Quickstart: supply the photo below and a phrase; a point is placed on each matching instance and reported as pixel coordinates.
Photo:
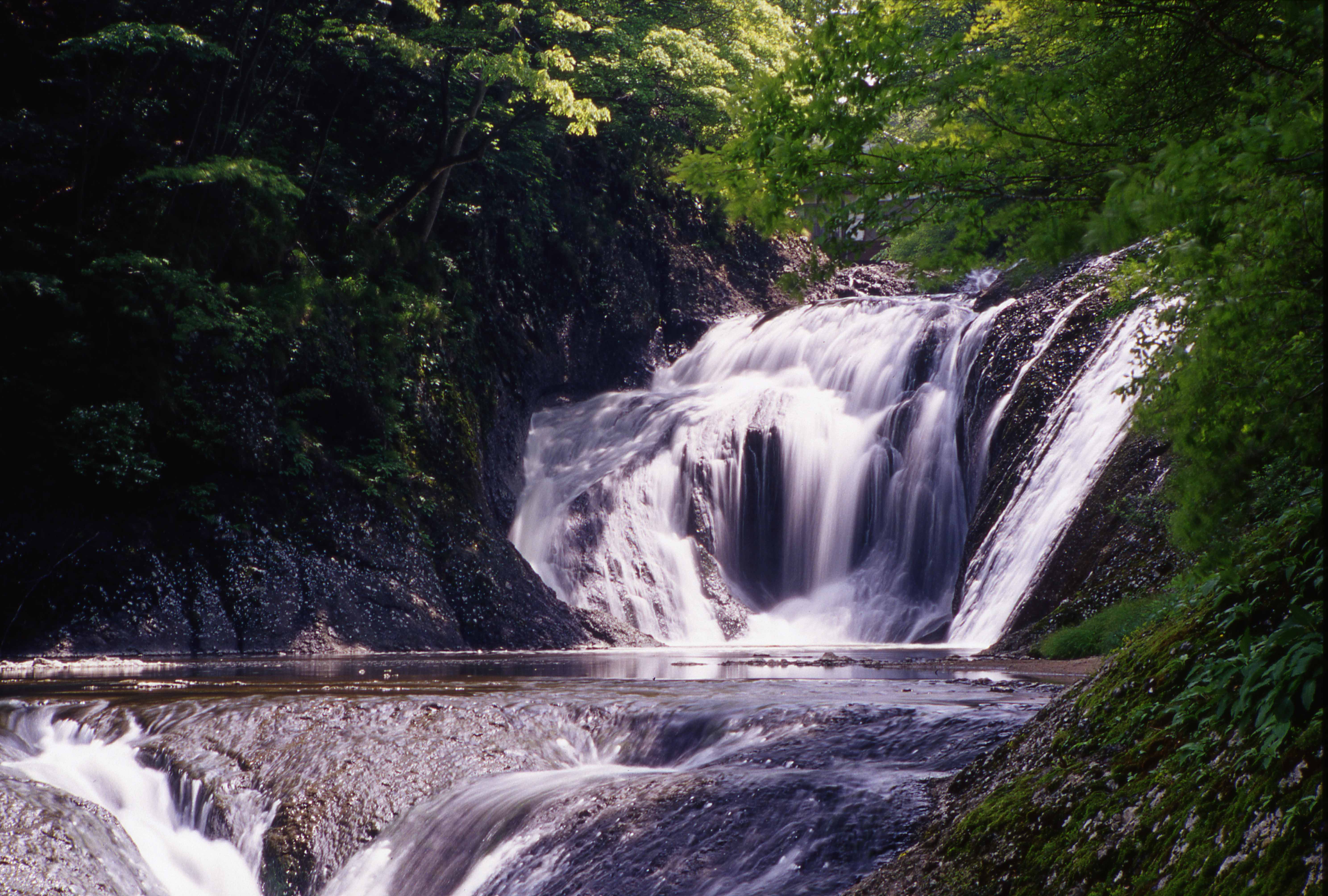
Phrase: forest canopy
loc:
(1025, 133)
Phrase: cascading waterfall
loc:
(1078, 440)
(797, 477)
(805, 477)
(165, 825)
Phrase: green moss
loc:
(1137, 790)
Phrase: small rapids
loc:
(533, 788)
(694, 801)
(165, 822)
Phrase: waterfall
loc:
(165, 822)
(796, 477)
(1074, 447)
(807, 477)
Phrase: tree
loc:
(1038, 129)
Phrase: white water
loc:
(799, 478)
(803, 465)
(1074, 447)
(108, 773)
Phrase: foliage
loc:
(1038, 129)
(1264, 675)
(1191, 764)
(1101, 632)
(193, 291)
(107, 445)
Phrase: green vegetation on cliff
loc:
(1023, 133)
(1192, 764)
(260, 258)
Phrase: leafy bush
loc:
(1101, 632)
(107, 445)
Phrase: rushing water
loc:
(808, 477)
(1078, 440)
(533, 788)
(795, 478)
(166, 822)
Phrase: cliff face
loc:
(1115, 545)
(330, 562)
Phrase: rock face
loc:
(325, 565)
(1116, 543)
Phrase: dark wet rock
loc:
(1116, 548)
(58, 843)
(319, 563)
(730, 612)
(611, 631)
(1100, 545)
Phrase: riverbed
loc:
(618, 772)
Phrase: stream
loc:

## EXERCISE INSTRUCTIONS
Render all of the material above as a numbered list with one line per entry, skipping any blank lines, and leave the picture out of your answer.

## EXPECTED OUTPUT
1. Quickstart: supply the photo below and a phrase; a point is placed on each matching instance and reported as pixel coordinates.
2. Photo:
3. Phrase: forest canopy
4. loc:
5. (1025, 133)
6. Phrase: cascading waterfall
7. loc:
8. (1078, 440)
9. (797, 477)
10. (805, 477)
11. (165, 825)
12. Phrase: green moss
13. loc:
14. (1137, 790)
15. Phrase: small rapids
16. loc:
17. (533, 788)
18. (694, 801)
19. (165, 822)
20. Phrase: waterfall
21. loc:
22. (165, 822)
23. (796, 477)
24. (1074, 447)
25. (807, 477)
26. Phrase: tree
27. loc:
28. (1038, 129)
29. Phrase: white water
30. loc:
31. (799, 478)
32. (803, 465)
33. (1074, 447)
34. (108, 773)
35. Phrase: foliage
36. loc:
37. (1038, 129)
38. (1264, 675)
39. (1191, 764)
40. (1101, 632)
41. (193, 291)
42. (107, 445)
43. Phrase: green vegetation on cliff
44. loc:
45. (1023, 133)
46. (1192, 764)
47. (260, 258)
48. Phrase: leafy bush
49. loc:
50. (1101, 632)
51. (107, 445)
52. Phrase: rushing water
53. loc:
54. (808, 477)
55. (1078, 440)
56. (533, 788)
57. (795, 478)
58. (166, 822)
59. Phrase: cliff face
60. loc:
61. (1115, 545)
62. (330, 562)
63. Phrase: rock face
64. loc:
65. (325, 565)
66. (1116, 543)
67. Phrase: dark wet rock
68. loc:
69. (1116, 548)
70. (58, 843)
71. (319, 563)
72. (730, 612)
73. (611, 631)
74. (1100, 545)
75. Phrase: riverbed
76. loc:
77. (618, 772)
78. Phrase: stream
79. loc:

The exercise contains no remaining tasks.